[EXTRACT TO READ Boundary: Start]

On June 19, Charles Gibson proclaimed, "This is a direct contradiction
to what Obama said." George Stephanopoulos proclaimed this a
"flip-flop" and added, "this is a clear flip." Continuing the same
story for a second day, Gibson proclaimed at the opening of the ABC
World News on June 20, "Flip-flop flack: Mounting criticism of Barack
Obama for refusing public financing."
And according to ABC’s Jake Tapper,
"Obama's stark abandonment of a pledge he repeatedly made during the
Democratic primaries has dinged his reputation as a government
reformer, and it clearly gave his critics ammunition to attack his
character and paint him as a Democratic flip-flopper."
Even progressives fell into this trap. Rachel Maddow declared on
June 20 that his stand was "a reversal from his previous position."
Joan Walsh of Salon.com proclaimed that Obama "flip-flopped on campaign
finance law."(Race to the White House, June 20) Nick Baumann of Mother Jones
wrote, "Obama is making a politically expedient decision and
essentially going back on his ‘Yes’ answer to a questionnaire that
asked whether he would forgo private financing if his opponents did the
same."
So what’s the truth. Below is every single case I could find reporting in the media about Obama’s comments on public financing:
- Even in February 2007, before Obama’s massive fundraising became evident, Obama’s staffers were explicit in stating that public financing in the general election was an "option" and not a commitment.
- The March 2, 2007 New York Times reported Obama’s campaign saying that he would "aggressively pursue an agreement."

[EXTRACT TO READ Boundary: End]
[LISTED RECORDS Boundary: Start]

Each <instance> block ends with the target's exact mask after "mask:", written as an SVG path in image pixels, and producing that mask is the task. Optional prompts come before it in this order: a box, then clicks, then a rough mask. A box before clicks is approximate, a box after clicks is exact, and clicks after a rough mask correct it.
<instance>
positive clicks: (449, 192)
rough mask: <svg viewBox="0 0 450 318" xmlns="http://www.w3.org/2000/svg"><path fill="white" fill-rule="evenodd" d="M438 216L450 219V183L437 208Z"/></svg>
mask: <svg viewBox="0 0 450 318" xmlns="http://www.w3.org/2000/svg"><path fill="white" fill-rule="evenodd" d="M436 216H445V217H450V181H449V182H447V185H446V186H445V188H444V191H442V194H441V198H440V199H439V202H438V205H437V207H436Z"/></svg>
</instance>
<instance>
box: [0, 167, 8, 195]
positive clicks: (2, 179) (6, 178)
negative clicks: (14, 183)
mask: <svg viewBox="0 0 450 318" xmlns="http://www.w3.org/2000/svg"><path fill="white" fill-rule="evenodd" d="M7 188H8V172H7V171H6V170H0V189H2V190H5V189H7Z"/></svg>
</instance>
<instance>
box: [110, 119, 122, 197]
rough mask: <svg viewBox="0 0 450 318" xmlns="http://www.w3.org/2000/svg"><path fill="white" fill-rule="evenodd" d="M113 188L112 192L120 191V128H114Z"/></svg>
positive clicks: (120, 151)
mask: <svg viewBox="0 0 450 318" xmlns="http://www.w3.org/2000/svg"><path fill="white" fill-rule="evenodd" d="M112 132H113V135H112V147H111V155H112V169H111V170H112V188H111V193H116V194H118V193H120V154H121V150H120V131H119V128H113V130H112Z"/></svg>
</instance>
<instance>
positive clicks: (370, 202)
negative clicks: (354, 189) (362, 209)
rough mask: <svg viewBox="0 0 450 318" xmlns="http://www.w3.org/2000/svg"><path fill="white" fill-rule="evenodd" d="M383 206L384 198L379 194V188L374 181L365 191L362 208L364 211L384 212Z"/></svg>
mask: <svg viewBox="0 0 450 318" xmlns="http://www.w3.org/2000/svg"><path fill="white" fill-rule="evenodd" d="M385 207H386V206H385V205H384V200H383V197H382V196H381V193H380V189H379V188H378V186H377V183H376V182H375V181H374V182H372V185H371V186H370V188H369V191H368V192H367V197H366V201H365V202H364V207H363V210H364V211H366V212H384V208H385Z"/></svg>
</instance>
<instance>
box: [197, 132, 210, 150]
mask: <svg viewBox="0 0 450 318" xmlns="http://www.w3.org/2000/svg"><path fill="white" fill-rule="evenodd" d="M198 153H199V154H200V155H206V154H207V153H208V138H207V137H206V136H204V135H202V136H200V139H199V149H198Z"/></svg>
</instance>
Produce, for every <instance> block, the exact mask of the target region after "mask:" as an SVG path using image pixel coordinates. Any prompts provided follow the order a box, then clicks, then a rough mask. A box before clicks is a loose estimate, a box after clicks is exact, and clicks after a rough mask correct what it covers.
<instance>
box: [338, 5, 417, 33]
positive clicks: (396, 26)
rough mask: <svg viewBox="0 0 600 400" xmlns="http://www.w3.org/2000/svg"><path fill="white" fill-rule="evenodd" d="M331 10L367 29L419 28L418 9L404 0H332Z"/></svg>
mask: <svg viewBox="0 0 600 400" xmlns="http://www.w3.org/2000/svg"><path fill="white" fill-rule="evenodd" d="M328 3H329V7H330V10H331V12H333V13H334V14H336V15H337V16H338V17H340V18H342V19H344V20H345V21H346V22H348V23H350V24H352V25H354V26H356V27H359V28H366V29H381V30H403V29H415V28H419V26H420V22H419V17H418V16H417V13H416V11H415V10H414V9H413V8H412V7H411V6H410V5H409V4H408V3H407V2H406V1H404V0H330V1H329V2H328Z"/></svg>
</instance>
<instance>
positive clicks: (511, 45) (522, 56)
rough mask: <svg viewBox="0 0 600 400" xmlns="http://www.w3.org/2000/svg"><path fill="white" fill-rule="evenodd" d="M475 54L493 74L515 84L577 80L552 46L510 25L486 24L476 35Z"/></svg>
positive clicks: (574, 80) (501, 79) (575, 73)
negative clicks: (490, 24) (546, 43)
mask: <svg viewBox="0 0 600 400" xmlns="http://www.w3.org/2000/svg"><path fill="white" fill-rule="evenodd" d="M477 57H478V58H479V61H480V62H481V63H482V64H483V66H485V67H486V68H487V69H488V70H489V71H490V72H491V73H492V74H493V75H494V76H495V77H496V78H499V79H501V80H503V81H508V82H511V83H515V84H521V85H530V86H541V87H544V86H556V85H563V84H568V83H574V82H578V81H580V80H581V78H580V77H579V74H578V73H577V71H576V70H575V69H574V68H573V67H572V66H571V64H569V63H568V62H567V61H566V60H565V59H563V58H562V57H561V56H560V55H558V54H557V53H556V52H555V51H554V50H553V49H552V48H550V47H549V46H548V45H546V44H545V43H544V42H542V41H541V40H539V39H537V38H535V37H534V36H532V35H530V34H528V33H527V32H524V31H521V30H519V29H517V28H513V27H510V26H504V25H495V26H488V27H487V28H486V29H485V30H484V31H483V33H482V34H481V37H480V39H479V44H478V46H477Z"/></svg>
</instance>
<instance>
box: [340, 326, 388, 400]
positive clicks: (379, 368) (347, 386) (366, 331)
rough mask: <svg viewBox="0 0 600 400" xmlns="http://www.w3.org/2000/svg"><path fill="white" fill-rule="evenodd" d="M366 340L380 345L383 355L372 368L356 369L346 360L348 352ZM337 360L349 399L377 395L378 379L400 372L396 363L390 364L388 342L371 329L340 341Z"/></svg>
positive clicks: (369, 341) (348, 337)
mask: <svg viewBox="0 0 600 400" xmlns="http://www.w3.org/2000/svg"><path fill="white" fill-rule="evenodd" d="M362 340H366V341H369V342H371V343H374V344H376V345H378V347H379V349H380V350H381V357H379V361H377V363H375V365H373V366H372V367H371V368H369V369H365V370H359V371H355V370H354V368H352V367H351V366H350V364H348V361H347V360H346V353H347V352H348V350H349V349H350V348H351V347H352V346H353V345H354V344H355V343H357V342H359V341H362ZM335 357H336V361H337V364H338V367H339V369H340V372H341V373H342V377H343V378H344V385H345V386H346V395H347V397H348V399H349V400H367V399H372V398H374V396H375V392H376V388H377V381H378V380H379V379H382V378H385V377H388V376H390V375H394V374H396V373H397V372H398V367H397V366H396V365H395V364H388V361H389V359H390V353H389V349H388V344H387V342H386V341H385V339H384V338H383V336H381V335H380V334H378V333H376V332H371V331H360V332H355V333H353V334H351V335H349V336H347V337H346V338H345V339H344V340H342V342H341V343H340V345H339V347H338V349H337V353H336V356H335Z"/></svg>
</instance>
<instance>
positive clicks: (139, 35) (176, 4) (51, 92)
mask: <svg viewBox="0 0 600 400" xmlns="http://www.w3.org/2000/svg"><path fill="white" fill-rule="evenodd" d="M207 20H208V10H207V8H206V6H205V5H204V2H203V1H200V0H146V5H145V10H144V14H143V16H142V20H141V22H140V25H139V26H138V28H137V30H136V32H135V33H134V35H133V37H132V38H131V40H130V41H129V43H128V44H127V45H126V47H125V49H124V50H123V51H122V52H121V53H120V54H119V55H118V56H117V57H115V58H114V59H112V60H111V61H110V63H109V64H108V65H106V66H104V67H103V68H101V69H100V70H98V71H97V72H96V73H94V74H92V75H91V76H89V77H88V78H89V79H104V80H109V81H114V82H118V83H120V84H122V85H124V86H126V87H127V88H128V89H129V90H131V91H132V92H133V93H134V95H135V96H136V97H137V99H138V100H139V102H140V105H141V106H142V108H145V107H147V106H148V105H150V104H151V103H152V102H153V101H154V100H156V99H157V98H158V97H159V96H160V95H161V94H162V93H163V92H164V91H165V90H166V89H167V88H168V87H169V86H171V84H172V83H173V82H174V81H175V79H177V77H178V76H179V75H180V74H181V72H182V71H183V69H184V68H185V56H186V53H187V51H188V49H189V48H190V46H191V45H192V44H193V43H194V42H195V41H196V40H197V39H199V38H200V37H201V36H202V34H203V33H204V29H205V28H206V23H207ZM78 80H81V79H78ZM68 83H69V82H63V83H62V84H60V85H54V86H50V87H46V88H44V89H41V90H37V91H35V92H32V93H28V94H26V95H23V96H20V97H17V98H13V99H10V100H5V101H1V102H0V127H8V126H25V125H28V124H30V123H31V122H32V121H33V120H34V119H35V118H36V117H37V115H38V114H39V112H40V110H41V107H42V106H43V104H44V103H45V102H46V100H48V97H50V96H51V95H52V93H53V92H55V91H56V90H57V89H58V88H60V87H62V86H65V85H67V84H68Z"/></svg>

[LISTED RECORDS Boundary: End]
[LISTED RECORDS Boundary: Start]

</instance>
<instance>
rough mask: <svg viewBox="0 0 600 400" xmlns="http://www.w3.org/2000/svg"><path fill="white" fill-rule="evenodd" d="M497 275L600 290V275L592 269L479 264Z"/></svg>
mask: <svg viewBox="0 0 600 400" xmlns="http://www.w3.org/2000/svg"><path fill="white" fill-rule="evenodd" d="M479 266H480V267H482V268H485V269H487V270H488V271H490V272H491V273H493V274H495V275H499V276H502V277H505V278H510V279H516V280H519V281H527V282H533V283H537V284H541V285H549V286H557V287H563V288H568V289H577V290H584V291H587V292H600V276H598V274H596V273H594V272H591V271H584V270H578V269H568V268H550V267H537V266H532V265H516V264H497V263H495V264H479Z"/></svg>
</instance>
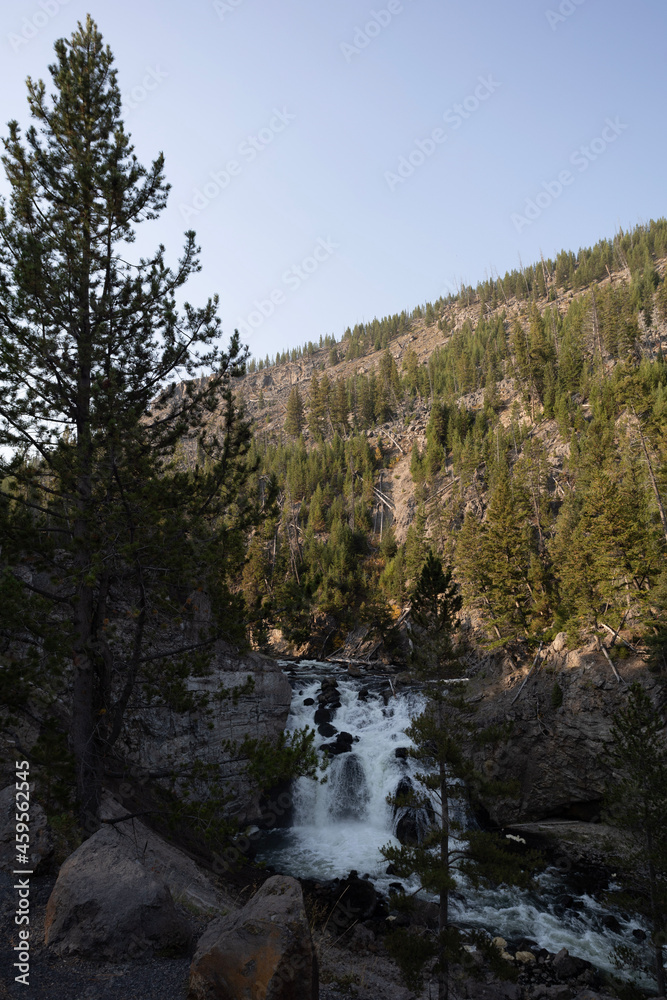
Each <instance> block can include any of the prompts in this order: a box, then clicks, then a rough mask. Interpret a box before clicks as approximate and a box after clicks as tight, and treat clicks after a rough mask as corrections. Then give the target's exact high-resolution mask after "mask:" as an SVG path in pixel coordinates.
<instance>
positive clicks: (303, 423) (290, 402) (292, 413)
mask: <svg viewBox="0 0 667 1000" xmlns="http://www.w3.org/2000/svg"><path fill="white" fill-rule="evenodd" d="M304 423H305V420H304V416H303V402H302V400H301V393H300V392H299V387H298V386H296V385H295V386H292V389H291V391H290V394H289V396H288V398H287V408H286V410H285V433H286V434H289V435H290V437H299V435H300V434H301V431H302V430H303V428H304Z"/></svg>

[LISTED RECORDS Boundary: End]
[LISTED RECORDS Boundary: Start]

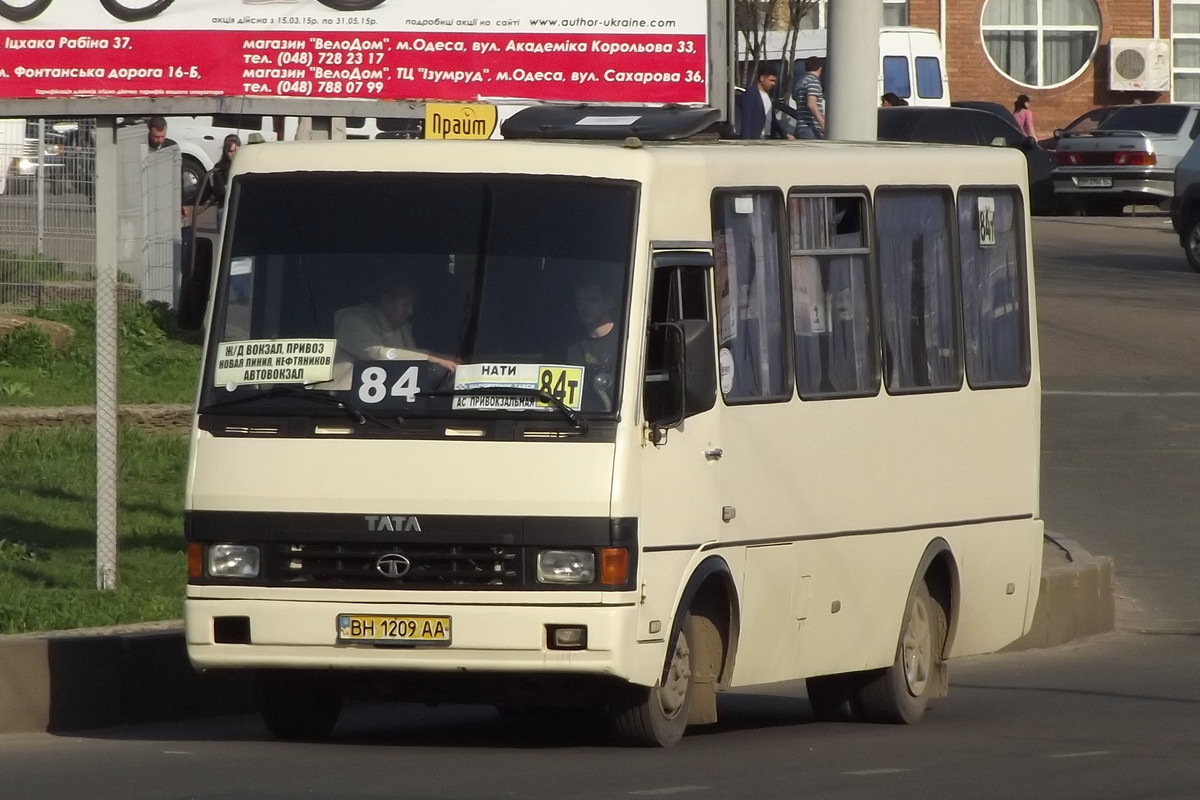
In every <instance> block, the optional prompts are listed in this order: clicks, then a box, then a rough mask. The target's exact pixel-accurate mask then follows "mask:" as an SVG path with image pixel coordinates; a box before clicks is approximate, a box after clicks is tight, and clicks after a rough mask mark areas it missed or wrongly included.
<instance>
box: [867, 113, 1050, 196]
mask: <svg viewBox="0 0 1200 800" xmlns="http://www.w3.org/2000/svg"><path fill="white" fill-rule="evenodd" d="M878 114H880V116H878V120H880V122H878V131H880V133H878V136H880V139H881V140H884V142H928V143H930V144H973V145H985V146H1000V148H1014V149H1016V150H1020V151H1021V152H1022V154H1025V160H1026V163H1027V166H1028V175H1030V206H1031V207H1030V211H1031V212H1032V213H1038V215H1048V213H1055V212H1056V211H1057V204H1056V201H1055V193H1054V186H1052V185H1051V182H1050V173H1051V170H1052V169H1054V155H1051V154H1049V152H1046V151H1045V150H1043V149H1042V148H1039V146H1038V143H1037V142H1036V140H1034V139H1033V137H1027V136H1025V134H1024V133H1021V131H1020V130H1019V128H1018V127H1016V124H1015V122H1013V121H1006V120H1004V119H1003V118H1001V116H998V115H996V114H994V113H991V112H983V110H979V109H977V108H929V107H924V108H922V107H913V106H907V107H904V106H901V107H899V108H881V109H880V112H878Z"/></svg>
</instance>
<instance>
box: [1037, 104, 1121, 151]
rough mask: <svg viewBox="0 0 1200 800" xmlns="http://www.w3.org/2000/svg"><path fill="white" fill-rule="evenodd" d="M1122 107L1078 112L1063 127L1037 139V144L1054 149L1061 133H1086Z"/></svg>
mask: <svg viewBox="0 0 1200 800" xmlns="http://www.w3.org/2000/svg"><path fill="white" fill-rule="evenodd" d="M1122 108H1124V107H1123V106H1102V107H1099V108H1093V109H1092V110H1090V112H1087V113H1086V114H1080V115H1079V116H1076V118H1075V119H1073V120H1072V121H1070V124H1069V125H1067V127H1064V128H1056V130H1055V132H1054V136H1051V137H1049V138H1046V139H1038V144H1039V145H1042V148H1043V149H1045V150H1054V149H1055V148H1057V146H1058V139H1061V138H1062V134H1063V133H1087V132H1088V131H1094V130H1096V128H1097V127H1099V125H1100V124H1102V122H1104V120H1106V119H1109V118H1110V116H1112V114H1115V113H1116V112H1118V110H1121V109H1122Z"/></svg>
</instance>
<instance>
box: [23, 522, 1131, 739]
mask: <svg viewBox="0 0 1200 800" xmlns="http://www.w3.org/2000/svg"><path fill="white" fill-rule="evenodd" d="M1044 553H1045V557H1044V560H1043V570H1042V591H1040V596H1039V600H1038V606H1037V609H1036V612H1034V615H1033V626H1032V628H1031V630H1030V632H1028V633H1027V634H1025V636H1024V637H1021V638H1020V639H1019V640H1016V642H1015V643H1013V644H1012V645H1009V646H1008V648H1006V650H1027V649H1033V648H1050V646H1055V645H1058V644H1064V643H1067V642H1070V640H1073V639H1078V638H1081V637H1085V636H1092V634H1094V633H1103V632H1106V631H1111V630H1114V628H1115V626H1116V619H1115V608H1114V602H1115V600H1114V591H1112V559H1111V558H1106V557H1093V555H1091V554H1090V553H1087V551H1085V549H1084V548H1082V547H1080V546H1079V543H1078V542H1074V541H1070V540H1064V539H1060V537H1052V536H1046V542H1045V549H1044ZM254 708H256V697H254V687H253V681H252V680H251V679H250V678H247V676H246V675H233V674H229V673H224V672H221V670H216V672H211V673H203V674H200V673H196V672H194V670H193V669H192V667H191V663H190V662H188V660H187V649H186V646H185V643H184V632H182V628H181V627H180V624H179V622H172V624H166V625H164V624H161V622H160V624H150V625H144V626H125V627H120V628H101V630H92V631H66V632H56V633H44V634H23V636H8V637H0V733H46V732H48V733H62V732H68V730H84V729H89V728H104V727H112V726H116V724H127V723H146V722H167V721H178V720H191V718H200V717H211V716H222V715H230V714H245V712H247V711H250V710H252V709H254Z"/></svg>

[LISTED RECORDS Boundary: End]

#### REQUIRED ACTIONS
A. In the text on media coverage of Obama and public financing, what did Joan Walsh of Salon.com say Obama had done?
B. Rewrite the paragraph beginning "Even progressives fell into this trap" from the text on media coverage of Obama and public financing as a short list that keeps its main facts.
Rely on the text alone for this work.

#### SOLUTIONS TO THE EXERCISE
A. She said Obama "flip-flopped on campaign finance law."

B.
- Progressives also fell into the trap of calling the decision a flip-flop.
- Rachel Maddow (June 20): his stand was "a reversal from his previous position."
- Joan Walsh, Salon.com (Race to the White House, June 20): Obama "flip-flopped on campaign finance law."
- Nick Baumann, Mother Jones: Obama was making a politically expedient decision, essentially going back on his "Yes" answer to a questionnaire asking whether he would forgo private financing if his opponents did the same.